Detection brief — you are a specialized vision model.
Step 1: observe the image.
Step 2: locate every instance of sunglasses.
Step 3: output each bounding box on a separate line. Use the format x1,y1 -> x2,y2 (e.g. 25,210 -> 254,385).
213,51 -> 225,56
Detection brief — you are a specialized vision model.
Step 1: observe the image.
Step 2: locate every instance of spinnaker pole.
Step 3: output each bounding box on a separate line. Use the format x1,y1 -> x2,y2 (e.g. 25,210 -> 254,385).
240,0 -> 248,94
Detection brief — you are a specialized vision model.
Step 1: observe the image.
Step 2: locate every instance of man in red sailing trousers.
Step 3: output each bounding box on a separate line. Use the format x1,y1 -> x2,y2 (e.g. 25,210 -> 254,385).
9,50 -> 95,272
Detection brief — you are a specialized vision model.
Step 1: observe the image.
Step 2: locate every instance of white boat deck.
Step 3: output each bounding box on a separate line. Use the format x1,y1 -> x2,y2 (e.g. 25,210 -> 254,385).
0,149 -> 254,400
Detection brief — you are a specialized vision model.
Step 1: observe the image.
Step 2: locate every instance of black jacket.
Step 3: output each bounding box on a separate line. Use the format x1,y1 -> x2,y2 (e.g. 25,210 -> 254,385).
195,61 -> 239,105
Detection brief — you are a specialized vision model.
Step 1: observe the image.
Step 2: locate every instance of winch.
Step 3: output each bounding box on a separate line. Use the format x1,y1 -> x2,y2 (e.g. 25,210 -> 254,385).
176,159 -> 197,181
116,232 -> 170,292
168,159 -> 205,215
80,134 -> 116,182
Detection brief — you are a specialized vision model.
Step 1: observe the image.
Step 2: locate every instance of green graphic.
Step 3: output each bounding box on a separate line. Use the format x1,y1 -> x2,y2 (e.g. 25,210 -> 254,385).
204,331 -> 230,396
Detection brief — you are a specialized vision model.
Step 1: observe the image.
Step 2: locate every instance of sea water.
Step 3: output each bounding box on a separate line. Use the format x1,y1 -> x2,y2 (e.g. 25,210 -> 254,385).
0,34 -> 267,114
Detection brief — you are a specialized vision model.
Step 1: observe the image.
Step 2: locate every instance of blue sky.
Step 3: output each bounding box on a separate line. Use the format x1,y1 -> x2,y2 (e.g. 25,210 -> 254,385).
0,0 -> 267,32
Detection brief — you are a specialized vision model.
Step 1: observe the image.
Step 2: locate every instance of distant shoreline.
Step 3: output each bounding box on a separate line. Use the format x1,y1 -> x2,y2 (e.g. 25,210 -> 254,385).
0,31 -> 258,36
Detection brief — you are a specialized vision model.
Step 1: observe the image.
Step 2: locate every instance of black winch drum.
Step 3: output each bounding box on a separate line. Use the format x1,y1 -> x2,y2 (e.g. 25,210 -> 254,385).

■ WORK TO COMPLETE ■
Copy every one of the rows above word for word, keeping each line in its original order.

■ RESULT BELOW ■
Detection brief — you are a specialized vision model.
Step 1: observe the image.
Step 2: locate every instance of sunglasses.
Step 3: output each bounding box on a separate line. Use the format x1,y1 -> x2,y2 (e.g. 25,210 -> 254,385).
213,51 -> 225,56
Detection brief — you are a specialized vision model.
Step 1: observe the image.
Step 2: locate every instance of spinnaker pole.
Step 3: output each bounding box on a separate line. Use the format x1,y1 -> x2,y2 (e.g. 25,210 -> 254,385).
240,0 -> 248,94
Detection brief — you are a specialized vision model.
Step 1: observe the image.
Step 2: locate every instance of man in red sailing trousers.
Step 3: output each bounding box on a separate line. Use the format x1,y1 -> x2,y2 (e.g. 25,210 -> 254,385).
9,50 -> 95,272
Detection brief — you are a specialized vision model.
Step 1: observe the image.
Step 2: locate every instance of white boat deck.
Step 3: output each bounding box on a separate line. Use the format x1,y1 -> x2,y2 (e.g. 25,210 -> 254,385).
0,149 -> 254,400
Detection brief — you are a specialized vision model.
Step 1: observe the image.
Step 2: locate every instance of black jacket.
Step 3: output each bounding box on a separate line. Use the format x1,y1 -> x2,y2 (e.g. 25,210 -> 254,385).
195,61 -> 239,105
Detection brief — you are a specialized vision model.
Step 1: observe the image.
Step 2: locate every instance of winch.
Step 3: output each bounding box on a separate line. Use the format x1,y1 -> x2,y2 (e.g. 25,210 -> 254,385).
176,159 -> 197,181
116,232 -> 170,292
168,159 -> 205,215
80,134 -> 116,182
Detection brief — you are a specialized vision model.
Step 1: observe the image.
Step 2: locate every instance of green graphic.
Step 3: output each bounding box on a separate line. Use the format x1,y1 -> x2,y2 (e.g. 25,210 -> 254,385).
204,331 -> 230,396
Detection brief — you are a specialized vision model.
Step 1: observe the image.
Step 2: locate every instance of sea water.
Step 3: output each bounding box on a separate line. Use the format x1,y1 -> x2,y2 (e.g. 25,210 -> 254,385).
0,34 -> 267,114
Detection brief — you are a specialized vision model.
Step 1: observe the image.
Step 2: locate every instance of blue sky.
Step 3: output each bounding box on a separate line. Use the format x1,y1 -> x2,y2 (e.g. 25,210 -> 254,385).
0,0 -> 267,32
Detection brief — you are a specialized vision model.
Step 1: observe the image.
Step 2: locate every instance of distant shoreline.
Step 3: output each bounding box on a separate line. Use the format x1,y1 -> x2,y2 (e.g. 25,210 -> 254,385).
0,31 -> 258,36
Detection brief — you are a specialized vision model.
Step 1: observe the image.
Step 2: locate every instance of black winch drum.
Step 3: output each bounding box on a separate line. Use the format x1,y1 -> x2,y2 (e.g. 25,210 -> 254,385).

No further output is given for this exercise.